SUPPLIED PASSAGE:
^^^^^^^^^^^^^^^^
Did We Get Hosed? The Other Side of Globalization

Two weeks ago, Lord John Browne, CEO of BP, spoke to a crowded Burden Auditorium about the virtues of BP and global corporate citizenship. In his speech, he defended globalization and multinational corporations such as his own and suggested that corporations can play a vital, if limited, role in securing social welfare around the globe. RC students studied BP cases and the positive NPV forecasts of the firm’s decision to unilaterally reduce greenhouse gas emissions.

Now, the author of a new book makes provocative allegations against BP and the entire globalization movement as it is practiced. In his new book The Best Democracy Money Can Buy, BBC investigative reporter Greg Palast contradicts John Browne’s central claims, and moreover, suggests that BP, like Enron and United States officials, is profiteering from globalization in emerging nations. His evidence and conclusions might leave some wondering if John Browne’s pro-globalization speech was part of a calculated public relations effort.

Palast is a lead investigative reporter for the BBC, an American journalist in self-exile who often complains that his inflammatory findings are not aired by U.S. corporate media. Last November, he was the reporter who broke the story about the mistaken disqualification of thousands of legal voters by Florida Secretary of State Katherine Harris, who hired a Texas-based company to “purge” illegal voters from voter eligibility lists. The report aired in November on the BBC, before the Supreme Court stopped recount attempts. The story was run in the U.S. in The Washington Post seven months later.

A former post-graduate student in economics under Milton Friedman, where he says “What I saw there was a kind of mad, almost religious fervor for free markets which had almost nothing to do with reality,” Palast is an unrelenting critic of U.S. corporate media and the “pro-globalization consensus” in America. In a recent interview, he gives a powerful presentation of “the other side” of globalization theory, which stands in contrast to the markedly pro-globalization speech excerpts of John Browne featured in last week’s Harbus.

In his interview on CSPAN, the U.S. government cable channel, Palast began an interview by criticizing a recent pro-globalization series on PBS, which the New York Times said “in case after case shows how countries as different as Chile and China became richer by opening up their economies,” a series that Palast says was paid for by BP.

Excerpts from Palast’s recent CSPAN interview follow. His comments include sharp criticism of the World Bank and IMF in developing nations, Enron, Saudi Arabia and U.S. interests, and rampant corruption throughout the principal actors of globalization.
^^^^^^^^^^^^^^^^
LISTED RECORDS:
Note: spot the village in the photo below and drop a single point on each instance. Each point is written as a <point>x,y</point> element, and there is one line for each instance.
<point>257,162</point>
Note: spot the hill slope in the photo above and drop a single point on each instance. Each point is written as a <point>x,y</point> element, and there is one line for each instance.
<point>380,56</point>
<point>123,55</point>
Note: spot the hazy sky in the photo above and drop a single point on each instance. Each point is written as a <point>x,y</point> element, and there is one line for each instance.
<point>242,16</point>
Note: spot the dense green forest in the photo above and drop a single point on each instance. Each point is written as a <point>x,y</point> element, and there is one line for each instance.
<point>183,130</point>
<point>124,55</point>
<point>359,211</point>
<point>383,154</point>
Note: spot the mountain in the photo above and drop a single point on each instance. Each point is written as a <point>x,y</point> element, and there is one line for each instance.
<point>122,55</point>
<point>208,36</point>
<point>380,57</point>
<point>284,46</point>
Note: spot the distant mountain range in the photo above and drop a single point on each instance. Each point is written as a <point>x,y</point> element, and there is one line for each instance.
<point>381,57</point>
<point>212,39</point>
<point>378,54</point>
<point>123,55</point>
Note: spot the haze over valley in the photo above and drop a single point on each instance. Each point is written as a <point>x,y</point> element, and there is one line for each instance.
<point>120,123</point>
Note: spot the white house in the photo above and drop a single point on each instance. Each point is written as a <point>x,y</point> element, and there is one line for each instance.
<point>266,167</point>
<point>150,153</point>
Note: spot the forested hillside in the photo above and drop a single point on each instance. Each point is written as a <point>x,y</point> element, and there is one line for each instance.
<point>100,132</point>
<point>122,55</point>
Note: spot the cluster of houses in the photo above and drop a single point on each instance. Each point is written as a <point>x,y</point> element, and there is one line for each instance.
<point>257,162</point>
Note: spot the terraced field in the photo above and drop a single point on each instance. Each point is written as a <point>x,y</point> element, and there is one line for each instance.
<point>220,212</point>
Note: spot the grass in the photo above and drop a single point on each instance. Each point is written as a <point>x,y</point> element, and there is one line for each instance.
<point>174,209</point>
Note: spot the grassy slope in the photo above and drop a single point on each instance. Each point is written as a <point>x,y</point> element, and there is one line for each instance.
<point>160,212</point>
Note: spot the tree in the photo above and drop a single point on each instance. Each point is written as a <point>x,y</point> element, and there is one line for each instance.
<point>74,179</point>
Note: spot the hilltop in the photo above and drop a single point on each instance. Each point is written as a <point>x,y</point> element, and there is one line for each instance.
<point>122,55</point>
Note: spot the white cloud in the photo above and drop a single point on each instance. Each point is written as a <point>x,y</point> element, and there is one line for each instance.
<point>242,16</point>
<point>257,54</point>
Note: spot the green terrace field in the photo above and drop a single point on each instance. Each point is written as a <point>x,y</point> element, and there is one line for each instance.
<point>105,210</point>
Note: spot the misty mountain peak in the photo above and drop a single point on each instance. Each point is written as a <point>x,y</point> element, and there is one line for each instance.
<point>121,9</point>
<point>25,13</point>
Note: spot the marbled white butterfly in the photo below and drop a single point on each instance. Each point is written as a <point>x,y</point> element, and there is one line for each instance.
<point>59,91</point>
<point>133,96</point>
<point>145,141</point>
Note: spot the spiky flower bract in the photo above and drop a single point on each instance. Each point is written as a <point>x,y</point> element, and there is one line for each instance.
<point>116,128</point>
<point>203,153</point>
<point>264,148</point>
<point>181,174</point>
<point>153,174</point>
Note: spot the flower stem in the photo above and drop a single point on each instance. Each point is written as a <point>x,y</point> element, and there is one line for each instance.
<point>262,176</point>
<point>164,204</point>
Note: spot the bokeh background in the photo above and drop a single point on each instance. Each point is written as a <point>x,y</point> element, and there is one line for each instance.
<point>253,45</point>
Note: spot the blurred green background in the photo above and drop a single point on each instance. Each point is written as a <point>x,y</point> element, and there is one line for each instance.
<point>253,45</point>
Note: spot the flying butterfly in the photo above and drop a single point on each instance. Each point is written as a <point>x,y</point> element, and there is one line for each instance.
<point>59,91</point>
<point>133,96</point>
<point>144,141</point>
^^^^^^^^^^^^^^^^
PROMPT: In the globalization article, which U.S. newspaper ran Palast's story about the Florida voter purge, and how long after the BBC aired it?

ANSWER TO THE EXERCISE: The Washington Post ran it seven months later.